Aim of the exercise: Count the lines in the material below that contain the string "wristband", treating uppercase and lowercase as different, and reply with the number alone.

***

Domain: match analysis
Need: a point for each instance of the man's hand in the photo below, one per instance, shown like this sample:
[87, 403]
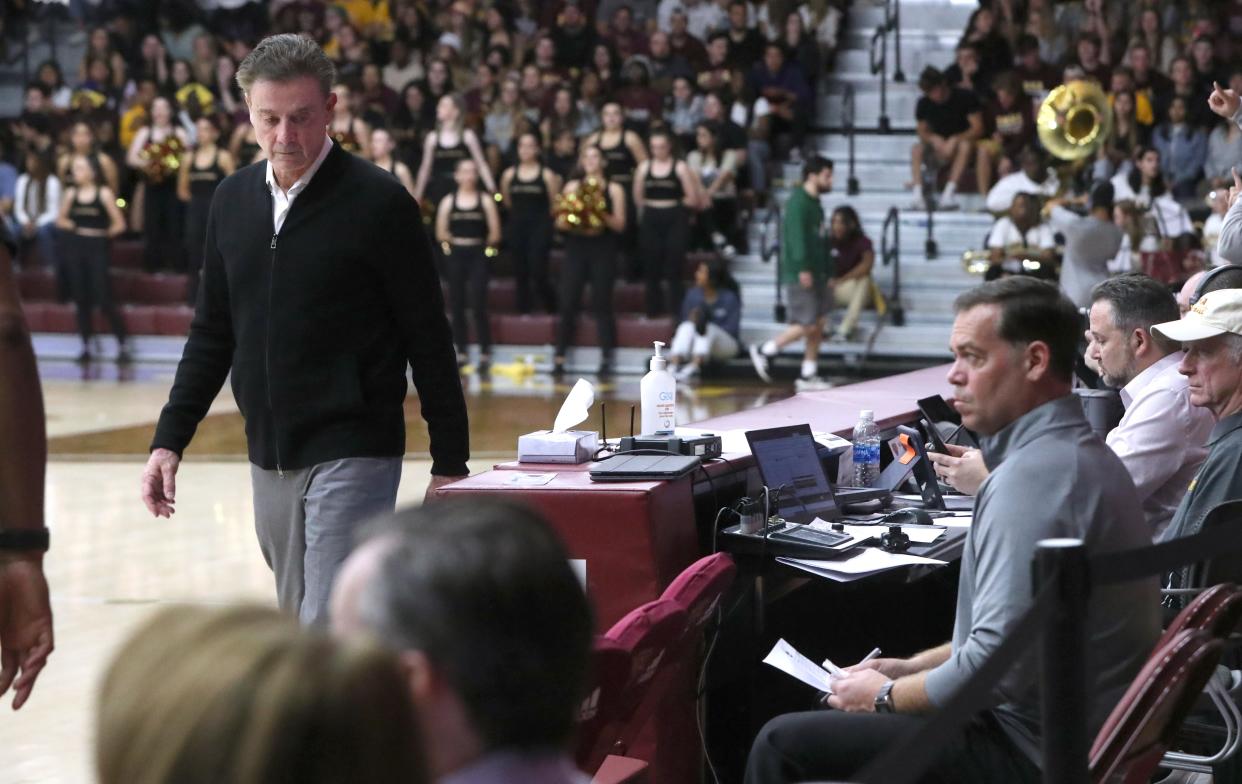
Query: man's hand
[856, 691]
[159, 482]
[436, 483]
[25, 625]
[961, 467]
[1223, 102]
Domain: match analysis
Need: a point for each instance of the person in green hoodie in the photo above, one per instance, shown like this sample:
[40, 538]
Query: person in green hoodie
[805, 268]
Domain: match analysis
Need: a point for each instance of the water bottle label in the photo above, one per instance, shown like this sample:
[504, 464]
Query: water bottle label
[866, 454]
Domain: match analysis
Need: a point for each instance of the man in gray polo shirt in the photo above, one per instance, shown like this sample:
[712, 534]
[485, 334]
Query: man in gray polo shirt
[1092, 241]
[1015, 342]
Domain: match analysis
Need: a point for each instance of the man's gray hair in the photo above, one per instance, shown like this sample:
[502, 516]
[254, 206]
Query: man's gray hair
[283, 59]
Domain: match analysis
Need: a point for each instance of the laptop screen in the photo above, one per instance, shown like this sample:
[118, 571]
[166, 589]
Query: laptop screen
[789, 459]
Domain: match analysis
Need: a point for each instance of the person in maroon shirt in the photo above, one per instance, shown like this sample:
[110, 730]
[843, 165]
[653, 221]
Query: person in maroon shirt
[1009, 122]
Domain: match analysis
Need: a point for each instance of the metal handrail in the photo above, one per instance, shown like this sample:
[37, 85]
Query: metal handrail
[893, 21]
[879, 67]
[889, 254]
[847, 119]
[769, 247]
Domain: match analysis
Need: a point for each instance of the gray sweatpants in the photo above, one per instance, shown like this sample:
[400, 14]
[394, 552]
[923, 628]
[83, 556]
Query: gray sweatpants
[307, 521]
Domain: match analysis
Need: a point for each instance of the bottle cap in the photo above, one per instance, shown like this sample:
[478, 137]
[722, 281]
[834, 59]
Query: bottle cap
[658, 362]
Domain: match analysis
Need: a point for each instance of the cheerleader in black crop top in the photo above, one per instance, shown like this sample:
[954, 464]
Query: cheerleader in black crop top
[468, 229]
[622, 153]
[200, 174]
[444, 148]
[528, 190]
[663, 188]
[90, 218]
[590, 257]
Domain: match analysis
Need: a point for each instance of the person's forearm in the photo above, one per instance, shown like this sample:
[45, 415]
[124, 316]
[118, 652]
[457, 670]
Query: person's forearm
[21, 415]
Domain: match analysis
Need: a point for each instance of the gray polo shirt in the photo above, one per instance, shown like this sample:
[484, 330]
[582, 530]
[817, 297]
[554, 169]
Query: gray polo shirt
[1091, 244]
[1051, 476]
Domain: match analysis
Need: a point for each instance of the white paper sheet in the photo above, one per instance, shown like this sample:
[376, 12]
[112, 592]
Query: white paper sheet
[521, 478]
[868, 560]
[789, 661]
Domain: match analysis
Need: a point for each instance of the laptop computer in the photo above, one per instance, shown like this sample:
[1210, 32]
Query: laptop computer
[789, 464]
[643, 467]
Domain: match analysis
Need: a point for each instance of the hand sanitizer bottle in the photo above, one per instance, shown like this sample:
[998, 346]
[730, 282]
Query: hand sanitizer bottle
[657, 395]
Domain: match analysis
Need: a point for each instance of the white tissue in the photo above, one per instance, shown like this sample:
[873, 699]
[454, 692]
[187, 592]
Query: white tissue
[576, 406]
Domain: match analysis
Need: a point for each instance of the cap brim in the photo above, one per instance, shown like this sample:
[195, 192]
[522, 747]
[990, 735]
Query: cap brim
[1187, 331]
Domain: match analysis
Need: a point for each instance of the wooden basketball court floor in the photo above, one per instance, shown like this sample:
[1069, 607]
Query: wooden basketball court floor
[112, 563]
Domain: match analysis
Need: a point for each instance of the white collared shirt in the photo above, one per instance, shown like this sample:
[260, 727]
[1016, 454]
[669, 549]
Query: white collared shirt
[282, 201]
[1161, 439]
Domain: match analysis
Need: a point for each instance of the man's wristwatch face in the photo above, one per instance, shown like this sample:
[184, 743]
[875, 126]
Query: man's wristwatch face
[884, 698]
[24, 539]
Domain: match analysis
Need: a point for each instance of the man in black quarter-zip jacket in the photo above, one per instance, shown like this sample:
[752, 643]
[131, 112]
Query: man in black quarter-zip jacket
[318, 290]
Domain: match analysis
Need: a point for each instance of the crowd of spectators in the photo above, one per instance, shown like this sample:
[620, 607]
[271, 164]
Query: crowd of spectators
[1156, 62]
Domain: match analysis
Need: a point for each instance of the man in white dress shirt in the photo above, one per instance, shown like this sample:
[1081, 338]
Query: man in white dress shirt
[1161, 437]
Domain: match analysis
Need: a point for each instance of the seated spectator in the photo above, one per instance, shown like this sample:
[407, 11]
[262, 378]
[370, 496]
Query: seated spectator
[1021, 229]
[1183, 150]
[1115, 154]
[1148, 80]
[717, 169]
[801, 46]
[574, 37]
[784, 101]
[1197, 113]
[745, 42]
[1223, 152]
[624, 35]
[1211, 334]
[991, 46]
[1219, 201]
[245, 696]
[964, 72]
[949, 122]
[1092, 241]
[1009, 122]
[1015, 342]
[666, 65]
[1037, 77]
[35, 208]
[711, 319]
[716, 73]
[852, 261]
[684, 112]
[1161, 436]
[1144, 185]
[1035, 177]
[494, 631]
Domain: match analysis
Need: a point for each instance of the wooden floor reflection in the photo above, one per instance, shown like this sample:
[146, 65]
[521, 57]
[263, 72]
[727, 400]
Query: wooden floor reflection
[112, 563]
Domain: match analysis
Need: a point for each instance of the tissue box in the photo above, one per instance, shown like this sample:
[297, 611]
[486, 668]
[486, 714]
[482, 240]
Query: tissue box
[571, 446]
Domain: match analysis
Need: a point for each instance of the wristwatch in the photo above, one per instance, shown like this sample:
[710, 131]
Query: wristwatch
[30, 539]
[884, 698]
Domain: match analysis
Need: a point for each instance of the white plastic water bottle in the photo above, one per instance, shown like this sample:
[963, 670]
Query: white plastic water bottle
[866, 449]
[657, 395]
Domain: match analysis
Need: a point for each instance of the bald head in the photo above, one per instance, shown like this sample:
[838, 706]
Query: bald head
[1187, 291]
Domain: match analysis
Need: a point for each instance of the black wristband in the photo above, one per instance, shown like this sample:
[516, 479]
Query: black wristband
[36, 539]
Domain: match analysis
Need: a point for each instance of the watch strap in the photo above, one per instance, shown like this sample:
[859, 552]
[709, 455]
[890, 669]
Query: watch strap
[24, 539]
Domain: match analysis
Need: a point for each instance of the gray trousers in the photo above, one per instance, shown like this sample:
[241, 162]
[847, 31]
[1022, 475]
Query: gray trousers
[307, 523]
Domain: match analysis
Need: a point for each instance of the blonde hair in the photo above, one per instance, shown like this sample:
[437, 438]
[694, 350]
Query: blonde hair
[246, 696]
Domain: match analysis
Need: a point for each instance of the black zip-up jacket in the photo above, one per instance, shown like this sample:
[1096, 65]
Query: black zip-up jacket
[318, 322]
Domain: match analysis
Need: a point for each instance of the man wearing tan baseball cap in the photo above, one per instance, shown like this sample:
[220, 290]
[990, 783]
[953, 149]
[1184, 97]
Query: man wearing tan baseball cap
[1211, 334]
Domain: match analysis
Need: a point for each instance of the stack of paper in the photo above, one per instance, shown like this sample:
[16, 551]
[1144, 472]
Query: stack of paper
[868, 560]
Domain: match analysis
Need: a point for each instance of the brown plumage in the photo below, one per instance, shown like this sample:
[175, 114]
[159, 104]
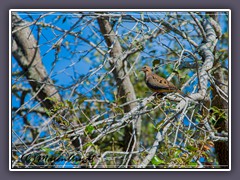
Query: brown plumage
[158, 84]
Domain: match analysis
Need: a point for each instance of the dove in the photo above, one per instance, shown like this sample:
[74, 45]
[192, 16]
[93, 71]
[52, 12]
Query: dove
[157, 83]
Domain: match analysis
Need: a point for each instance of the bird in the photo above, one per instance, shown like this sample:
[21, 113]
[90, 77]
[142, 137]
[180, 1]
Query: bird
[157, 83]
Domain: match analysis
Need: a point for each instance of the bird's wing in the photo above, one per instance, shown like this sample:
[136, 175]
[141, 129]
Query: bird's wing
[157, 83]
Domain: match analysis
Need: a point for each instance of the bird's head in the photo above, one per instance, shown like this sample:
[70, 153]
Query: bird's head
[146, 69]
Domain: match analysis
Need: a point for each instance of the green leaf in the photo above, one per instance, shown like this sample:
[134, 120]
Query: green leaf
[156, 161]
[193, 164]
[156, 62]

***

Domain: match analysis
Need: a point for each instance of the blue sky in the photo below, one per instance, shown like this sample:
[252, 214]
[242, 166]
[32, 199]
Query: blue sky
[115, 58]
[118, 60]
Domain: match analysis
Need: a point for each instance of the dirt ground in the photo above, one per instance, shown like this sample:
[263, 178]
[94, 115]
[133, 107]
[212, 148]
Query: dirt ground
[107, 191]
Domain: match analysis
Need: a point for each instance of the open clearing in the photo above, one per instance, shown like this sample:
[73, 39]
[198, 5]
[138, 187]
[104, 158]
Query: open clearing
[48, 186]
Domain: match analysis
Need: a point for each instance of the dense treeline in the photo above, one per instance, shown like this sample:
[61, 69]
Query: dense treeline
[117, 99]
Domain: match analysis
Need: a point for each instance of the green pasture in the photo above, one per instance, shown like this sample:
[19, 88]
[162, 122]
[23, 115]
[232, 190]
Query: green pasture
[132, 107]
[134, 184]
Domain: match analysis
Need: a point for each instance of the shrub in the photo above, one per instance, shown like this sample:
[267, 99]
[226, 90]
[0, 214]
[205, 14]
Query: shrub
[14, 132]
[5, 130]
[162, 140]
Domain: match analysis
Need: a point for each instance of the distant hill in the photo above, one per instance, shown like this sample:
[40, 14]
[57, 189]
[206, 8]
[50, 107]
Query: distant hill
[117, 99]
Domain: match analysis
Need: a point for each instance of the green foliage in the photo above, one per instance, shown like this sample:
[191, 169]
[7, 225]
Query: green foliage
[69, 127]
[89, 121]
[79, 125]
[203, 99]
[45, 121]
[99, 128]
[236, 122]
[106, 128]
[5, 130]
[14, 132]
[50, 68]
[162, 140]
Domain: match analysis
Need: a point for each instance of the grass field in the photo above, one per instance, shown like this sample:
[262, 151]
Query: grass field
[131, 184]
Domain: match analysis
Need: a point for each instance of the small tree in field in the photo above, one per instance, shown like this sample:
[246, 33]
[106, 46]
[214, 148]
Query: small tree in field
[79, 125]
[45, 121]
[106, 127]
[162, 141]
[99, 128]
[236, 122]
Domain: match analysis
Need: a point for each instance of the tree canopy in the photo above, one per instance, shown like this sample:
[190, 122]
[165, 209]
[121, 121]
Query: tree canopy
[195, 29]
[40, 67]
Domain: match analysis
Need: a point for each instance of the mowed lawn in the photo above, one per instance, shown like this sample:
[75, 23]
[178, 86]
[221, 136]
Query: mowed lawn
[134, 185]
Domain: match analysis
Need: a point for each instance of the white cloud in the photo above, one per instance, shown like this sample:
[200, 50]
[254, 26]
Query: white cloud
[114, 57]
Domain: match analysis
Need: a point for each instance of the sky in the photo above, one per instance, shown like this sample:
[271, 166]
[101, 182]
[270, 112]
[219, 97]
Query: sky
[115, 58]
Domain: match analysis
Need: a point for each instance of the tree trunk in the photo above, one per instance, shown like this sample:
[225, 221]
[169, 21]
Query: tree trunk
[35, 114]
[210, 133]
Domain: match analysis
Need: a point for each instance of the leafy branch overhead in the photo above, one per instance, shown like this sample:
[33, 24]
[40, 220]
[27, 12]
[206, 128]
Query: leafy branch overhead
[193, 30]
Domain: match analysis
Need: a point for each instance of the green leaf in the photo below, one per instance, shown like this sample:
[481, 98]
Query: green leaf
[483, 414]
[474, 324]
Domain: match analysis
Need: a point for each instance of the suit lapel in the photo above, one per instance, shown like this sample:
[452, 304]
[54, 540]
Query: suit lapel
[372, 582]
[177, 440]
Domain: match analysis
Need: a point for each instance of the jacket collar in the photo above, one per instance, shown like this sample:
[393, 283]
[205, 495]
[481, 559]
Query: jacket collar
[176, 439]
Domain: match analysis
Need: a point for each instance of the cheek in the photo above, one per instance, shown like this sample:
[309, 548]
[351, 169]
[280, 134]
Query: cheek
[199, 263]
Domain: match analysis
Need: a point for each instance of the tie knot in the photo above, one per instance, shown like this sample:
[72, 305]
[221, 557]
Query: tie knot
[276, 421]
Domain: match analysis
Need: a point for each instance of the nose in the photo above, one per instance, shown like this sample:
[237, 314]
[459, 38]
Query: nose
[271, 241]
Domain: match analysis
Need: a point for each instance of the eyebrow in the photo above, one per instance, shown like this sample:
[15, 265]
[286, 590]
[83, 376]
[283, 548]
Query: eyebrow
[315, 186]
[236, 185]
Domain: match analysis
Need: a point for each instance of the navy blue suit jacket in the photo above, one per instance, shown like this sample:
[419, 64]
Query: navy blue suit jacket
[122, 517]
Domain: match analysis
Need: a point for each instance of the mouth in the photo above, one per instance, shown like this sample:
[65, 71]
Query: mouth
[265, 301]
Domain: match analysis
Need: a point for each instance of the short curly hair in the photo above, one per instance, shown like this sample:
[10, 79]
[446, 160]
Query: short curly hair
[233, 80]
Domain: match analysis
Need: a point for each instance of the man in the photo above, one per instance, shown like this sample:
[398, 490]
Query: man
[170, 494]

***

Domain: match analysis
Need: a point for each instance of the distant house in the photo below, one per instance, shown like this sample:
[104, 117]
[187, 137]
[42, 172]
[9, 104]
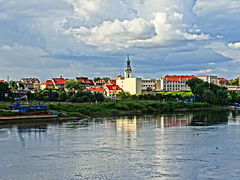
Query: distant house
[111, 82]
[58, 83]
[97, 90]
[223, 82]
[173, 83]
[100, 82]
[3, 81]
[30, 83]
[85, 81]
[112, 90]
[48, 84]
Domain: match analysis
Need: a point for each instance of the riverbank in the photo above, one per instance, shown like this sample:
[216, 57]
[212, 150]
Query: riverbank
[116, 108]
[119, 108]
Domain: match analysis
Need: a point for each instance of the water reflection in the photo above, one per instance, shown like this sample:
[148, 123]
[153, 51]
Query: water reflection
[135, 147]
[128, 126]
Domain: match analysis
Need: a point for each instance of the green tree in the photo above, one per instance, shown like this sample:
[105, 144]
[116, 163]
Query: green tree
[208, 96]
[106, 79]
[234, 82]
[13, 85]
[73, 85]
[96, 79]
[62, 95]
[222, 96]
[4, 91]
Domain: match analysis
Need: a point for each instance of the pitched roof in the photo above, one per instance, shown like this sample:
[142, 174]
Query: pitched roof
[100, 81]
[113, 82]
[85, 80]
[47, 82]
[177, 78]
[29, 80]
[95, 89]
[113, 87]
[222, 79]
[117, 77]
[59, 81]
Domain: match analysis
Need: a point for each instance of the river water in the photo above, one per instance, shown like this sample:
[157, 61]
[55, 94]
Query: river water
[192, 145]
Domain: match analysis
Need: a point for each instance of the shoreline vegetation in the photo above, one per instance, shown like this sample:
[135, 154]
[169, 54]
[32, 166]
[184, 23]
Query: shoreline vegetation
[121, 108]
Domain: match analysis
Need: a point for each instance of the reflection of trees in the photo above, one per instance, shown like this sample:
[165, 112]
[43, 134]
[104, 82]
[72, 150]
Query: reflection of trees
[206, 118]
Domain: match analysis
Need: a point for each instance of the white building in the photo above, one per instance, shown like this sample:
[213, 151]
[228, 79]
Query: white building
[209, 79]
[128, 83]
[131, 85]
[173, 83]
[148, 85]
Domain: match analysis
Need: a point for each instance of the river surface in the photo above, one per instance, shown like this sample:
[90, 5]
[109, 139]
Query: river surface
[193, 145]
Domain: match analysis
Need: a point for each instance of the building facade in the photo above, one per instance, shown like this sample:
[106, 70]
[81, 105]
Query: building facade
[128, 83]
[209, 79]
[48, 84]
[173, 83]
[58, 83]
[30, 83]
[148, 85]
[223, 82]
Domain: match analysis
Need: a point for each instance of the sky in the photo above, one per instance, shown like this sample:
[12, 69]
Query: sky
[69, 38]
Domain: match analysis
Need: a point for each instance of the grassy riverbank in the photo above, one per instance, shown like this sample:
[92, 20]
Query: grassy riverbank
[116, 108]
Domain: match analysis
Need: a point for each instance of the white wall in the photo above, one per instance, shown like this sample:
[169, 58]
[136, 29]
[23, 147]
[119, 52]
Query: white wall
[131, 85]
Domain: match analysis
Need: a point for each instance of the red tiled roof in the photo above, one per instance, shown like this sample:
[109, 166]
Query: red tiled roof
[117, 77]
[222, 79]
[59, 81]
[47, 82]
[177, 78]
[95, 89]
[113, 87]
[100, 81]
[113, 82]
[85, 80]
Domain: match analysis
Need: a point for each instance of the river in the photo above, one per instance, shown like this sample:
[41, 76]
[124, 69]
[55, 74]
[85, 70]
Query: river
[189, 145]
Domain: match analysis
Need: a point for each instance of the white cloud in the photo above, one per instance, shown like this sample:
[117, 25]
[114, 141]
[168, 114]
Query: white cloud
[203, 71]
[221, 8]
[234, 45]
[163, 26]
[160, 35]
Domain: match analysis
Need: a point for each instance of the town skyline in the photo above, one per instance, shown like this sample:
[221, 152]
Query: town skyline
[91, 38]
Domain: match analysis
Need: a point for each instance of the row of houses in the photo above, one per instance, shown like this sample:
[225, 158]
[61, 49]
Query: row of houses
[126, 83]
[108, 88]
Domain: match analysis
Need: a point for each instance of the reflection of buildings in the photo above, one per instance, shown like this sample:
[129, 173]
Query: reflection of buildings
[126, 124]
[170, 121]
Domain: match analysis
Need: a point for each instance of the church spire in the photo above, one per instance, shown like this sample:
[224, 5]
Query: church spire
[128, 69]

***

Expected output: 2